=== Lavoro richiesto ===
Riscrivi identiche le righe delle voci a partire dall'inizio fino alla riga che contiene "negative clicks: (129, 127) (581, 279)", comprese la prima e l'ultima.
________________
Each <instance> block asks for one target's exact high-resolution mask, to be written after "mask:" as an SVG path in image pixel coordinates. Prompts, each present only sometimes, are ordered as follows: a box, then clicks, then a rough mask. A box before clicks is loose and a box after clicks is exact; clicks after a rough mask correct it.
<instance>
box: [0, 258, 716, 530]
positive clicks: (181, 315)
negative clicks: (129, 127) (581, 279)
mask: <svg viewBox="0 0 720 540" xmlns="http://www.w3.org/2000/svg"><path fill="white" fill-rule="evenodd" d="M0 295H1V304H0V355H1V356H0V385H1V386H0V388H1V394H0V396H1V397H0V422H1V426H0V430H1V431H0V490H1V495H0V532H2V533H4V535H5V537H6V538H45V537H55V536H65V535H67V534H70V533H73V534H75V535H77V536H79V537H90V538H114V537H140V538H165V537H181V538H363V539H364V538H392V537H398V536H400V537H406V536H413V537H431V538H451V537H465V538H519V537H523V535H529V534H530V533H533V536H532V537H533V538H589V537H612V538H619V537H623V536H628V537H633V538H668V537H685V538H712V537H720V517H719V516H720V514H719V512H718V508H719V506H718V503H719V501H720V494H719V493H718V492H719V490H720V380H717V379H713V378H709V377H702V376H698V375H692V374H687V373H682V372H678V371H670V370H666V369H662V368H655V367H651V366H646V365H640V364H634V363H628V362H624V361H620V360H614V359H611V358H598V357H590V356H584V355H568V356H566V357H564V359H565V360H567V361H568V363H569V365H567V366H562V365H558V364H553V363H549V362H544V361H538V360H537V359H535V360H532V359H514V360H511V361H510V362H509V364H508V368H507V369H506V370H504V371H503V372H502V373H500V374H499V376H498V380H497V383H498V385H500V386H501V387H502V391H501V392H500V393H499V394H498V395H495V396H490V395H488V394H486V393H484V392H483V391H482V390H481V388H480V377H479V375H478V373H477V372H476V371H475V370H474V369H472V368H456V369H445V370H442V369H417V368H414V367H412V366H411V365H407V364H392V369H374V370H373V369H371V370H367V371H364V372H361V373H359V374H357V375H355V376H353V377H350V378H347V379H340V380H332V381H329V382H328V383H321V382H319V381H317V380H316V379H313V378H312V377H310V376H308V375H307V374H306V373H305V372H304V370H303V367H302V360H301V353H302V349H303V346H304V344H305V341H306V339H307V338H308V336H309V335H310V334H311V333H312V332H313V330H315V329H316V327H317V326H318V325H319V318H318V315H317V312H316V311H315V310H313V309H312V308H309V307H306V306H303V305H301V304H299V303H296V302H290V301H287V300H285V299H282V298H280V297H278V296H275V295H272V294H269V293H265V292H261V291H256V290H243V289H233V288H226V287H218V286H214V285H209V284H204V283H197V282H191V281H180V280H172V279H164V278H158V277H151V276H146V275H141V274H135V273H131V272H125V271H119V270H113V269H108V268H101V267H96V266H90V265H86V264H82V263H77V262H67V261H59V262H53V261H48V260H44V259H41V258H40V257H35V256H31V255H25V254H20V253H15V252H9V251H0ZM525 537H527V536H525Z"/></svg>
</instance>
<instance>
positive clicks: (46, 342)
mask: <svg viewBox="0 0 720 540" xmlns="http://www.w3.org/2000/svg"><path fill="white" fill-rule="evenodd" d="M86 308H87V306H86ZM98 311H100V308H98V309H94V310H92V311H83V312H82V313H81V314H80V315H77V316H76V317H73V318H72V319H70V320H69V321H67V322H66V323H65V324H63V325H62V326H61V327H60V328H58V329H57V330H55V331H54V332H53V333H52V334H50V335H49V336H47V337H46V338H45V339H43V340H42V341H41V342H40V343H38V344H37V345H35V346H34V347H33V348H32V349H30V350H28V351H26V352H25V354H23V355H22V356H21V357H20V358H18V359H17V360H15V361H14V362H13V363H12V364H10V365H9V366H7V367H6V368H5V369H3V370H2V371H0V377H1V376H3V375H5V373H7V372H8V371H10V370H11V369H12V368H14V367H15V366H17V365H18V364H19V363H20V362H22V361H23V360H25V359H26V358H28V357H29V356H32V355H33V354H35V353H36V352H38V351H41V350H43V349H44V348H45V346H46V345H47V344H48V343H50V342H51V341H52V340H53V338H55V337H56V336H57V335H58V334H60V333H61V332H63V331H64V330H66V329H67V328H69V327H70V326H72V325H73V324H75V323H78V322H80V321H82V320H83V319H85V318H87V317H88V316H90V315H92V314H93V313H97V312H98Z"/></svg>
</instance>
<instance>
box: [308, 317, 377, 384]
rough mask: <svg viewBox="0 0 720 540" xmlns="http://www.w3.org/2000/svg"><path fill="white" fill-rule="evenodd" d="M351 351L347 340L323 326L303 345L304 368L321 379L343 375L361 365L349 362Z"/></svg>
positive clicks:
________________
=== Soluzione ===
Each <instance> block asks for one target's exact high-resolution mask, to be written after "mask:" as an SVG path in image pixel coordinates. Prompts, each present only sometimes, are ordered as follows: a box, then clicks, then a rough mask. A box before clicks is loose and a box after clicks is exact; clicks after a rough mask correct it.
<instance>
box: [0, 258, 716, 530]
positive clicks: (181, 315)
negative clicks: (129, 127) (581, 279)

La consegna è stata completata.